**Direction:** Repeat each entry as written and leave the images out of the copy.
=-=-=
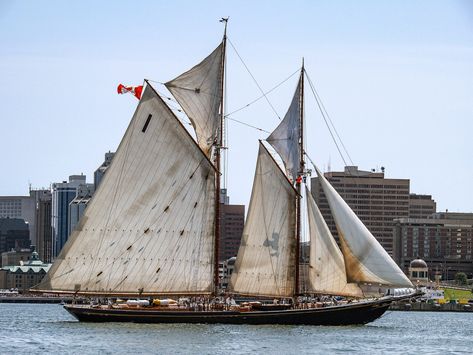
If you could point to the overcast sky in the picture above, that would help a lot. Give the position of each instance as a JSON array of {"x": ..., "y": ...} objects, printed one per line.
[{"x": 395, "y": 77}]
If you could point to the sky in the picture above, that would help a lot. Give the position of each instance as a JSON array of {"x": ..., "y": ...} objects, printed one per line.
[{"x": 395, "y": 77}]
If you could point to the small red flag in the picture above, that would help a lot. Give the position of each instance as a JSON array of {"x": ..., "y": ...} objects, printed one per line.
[{"x": 135, "y": 90}]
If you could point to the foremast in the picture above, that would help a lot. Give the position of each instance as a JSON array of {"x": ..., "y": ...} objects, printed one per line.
[
  {"x": 218, "y": 147},
  {"x": 299, "y": 180}
]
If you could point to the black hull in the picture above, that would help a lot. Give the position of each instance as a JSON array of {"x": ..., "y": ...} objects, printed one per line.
[{"x": 347, "y": 314}]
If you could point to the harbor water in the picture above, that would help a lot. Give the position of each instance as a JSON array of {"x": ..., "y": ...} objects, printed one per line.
[{"x": 48, "y": 328}]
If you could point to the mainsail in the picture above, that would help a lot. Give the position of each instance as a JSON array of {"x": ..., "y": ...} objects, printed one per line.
[
  {"x": 150, "y": 227},
  {"x": 265, "y": 264},
  {"x": 326, "y": 266},
  {"x": 365, "y": 259},
  {"x": 199, "y": 92},
  {"x": 285, "y": 138}
]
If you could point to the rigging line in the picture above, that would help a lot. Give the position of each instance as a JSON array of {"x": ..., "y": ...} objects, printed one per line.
[
  {"x": 264, "y": 94},
  {"x": 246, "y": 124},
  {"x": 318, "y": 99},
  {"x": 254, "y": 79},
  {"x": 326, "y": 122}
]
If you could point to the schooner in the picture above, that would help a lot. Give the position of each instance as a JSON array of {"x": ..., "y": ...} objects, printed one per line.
[{"x": 151, "y": 229}]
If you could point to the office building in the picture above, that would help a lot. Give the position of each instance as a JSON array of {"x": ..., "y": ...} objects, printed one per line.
[
  {"x": 14, "y": 234},
  {"x": 421, "y": 206},
  {"x": 17, "y": 256},
  {"x": 79, "y": 203},
  {"x": 100, "y": 172},
  {"x": 232, "y": 220},
  {"x": 62, "y": 195},
  {"x": 444, "y": 241},
  {"x": 22, "y": 207}
]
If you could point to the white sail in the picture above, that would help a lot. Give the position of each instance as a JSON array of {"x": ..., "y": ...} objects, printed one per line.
[
  {"x": 326, "y": 266},
  {"x": 150, "y": 226},
  {"x": 265, "y": 264},
  {"x": 285, "y": 138},
  {"x": 365, "y": 259},
  {"x": 199, "y": 92}
]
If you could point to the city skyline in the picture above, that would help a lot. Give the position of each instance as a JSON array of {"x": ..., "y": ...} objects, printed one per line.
[{"x": 395, "y": 79}]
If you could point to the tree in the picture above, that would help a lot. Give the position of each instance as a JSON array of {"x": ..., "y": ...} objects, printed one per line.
[{"x": 460, "y": 277}]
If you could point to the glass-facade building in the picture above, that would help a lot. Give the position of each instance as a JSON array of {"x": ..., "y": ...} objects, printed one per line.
[{"x": 63, "y": 194}]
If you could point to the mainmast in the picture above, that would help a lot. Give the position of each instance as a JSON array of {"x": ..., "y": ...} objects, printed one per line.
[
  {"x": 299, "y": 179},
  {"x": 218, "y": 147}
]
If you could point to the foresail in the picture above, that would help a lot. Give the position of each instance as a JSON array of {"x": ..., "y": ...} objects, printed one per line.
[
  {"x": 199, "y": 92},
  {"x": 326, "y": 266},
  {"x": 265, "y": 264},
  {"x": 365, "y": 259},
  {"x": 149, "y": 229},
  {"x": 285, "y": 138}
]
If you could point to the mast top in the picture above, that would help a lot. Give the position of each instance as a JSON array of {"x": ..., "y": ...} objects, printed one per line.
[{"x": 225, "y": 21}]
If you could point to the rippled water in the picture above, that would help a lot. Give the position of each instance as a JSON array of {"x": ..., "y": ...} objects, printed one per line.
[{"x": 28, "y": 328}]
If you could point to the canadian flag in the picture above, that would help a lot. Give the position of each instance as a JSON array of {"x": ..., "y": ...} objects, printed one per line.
[{"x": 135, "y": 90}]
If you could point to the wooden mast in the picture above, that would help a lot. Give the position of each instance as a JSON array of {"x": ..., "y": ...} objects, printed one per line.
[
  {"x": 218, "y": 147},
  {"x": 299, "y": 179}
]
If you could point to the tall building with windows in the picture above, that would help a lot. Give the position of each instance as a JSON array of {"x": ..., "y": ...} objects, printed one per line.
[
  {"x": 23, "y": 207},
  {"x": 376, "y": 200},
  {"x": 444, "y": 241},
  {"x": 14, "y": 234},
  {"x": 44, "y": 239},
  {"x": 62, "y": 195}
]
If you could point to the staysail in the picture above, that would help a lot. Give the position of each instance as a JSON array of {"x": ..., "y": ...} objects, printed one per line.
[
  {"x": 149, "y": 228},
  {"x": 199, "y": 93},
  {"x": 265, "y": 264},
  {"x": 285, "y": 138},
  {"x": 326, "y": 266},
  {"x": 365, "y": 259}
]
=-=-=
**Written reply:**
If you could point to the overcast sky in the picture above, that would help a lot. Give the position of each instance as a JSON array of {"x": ..., "y": ...} objects, printed one per line.
[{"x": 395, "y": 77}]
If you could point to the sky in the picture above, that would help a lot. Give the position of each instance as a JSON array of {"x": ..., "y": ...} objects, printed one per line.
[{"x": 395, "y": 77}]
If you could point to the small red flag in the picture above, that would help a lot. Give the position of each instance as a JSON array of {"x": ..., "y": ...} objects, printed one per line.
[{"x": 135, "y": 90}]
If you could point to the foremast in the picture above, that would help a lot. Give the position of each instance as a JSON array of {"x": ..., "y": ...} objects, printed one per line.
[
  {"x": 218, "y": 147},
  {"x": 299, "y": 180}
]
If you could point to the black hull in the picture above, that would help a lot. Give the position of each instance as a JSON array of {"x": ..., "y": ...} objects, printed one per line.
[{"x": 347, "y": 314}]
If you could point to the harbor water in the picture above, that would help a lot. Give the position of each instance as a JSON array of {"x": ..., "y": ...} objects, printed one per line.
[{"x": 48, "y": 328}]
If you could point to the mainsail in the picture above, that would help a lot. Give the position of each instance as a JSON array of {"x": ..., "y": ...} objects, printed one per line.
[
  {"x": 150, "y": 227},
  {"x": 265, "y": 264},
  {"x": 326, "y": 266},
  {"x": 365, "y": 259},
  {"x": 199, "y": 92},
  {"x": 285, "y": 138}
]
If you could point to the rigging line in the picture above, that would help a lot. Give the position of each instance as a JSON array of {"x": ..., "y": ...} objects, printed one per line.
[
  {"x": 264, "y": 94},
  {"x": 246, "y": 124},
  {"x": 318, "y": 99},
  {"x": 254, "y": 79},
  {"x": 326, "y": 122}
]
If you could point to the schooner in the picture above, that would help a lot. Give the position of each instance as a JSON array of {"x": ..., "y": ...} objects, printed one per line.
[{"x": 151, "y": 229}]
If you could point to the office building in the picture above, that would help a lot. Give the position of each instance as a JSON array of {"x": ..., "y": ...} objects, printed one per line.
[
  {"x": 14, "y": 234},
  {"x": 421, "y": 206},
  {"x": 17, "y": 256},
  {"x": 79, "y": 203},
  {"x": 100, "y": 172},
  {"x": 232, "y": 220},
  {"x": 62, "y": 195},
  {"x": 444, "y": 241},
  {"x": 22, "y": 207}
]
If you could point to the white sail in the picture above, that would help a lot. Give the position of each instance as a JSON array of {"x": ..., "y": ...} objects, printed one per line.
[
  {"x": 326, "y": 266},
  {"x": 150, "y": 226},
  {"x": 265, "y": 264},
  {"x": 285, "y": 138},
  {"x": 365, "y": 259},
  {"x": 199, "y": 92}
]
If you could point to the city skyline in the picture above, that would help a lot. Give the position of each instance as a JSON array of {"x": ..., "y": ...} objects, printed one per line.
[{"x": 395, "y": 79}]
If you could point to the tree in the picture above, that would help a lot. Give the position of each instance as a JSON array of {"x": ..., "y": ...} objects, printed one per line.
[{"x": 460, "y": 277}]
If you could point to the glass-facade building in the picture above, that would help a lot. Give the position of each instance as a JSON array of {"x": ..., "y": ...} objects, printed one per line.
[{"x": 63, "y": 194}]
If you could point to the mainmast in the picture above, that would help a lot. Give the position of each instance as a JSON array of {"x": ..., "y": ...} objects, printed one per line.
[
  {"x": 299, "y": 179},
  {"x": 218, "y": 147}
]
If you could point to the foresail in the picture above, that would help a lot. Give the position of each instance as a JSON array of {"x": ..., "y": ...} objects, printed one per line.
[
  {"x": 199, "y": 92},
  {"x": 326, "y": 266},
  {"x": 265, "y": 264},
  {"x": 365, "y": 259},
  {"x": 149, "y": 229},
  {"x": 285, "y": 138}
]
If you could point to the mast top in the picture above, that would help a lot. Give the position of each instance as a JSON array of {"x": ..., "y": ...} objects, printed one per line.
[{"x": 225, "y": 21}]
If you could point to the rippled water in the picture above, that would help a lot. Give the position of each instance as a JSON array of {"x": ..., "y": ...} objects, printed one per line.
[{"x": 28, "y": 328}]
If you could point to the canadian flag in the picture above, that would help a lot. Give the position of each instance as a JSON array of {"x": ..., "y": ...} objects, printed one per line.
[{"x": 135, "y": 90}]
If you could point to the wooden mast in the picture above, that would help a lot. Give the position of each instance as a JSON array of {"x": ..., "y": ...} objects, printed one per line.
[
  {"x": 218, "y": 147},
  {"x": 299, "y": 179}
]
If you could point to the tall building with windows in the picture above, that would help a lot. Give the position of each instance as a JSON array of {"x": ..., "y": ...} objects, printed one per line.
[
  {"x": 23, "y": 207},
  {"x": 376, "y": 200},
  {"x": 444, "y": 241},
  {"x": 14, "y": 234},
  {"x": 44, "y": 239},
  {"x": 62, "y": 195}
]
If you could point to the staysail in the picture above, that would help a lot. Give the position of each instance as a JSON array of {"x": ..., "y": ...} objects, printed one per line.
[
  {"x": 149, "y": 228},
  {"x": 199, "y": 93},
  {"x": 265, "y": 264},
  {"x": 285, "y": 138},
  {"x": 326, "y": 266},
  {"x": 365, "y": 259}
]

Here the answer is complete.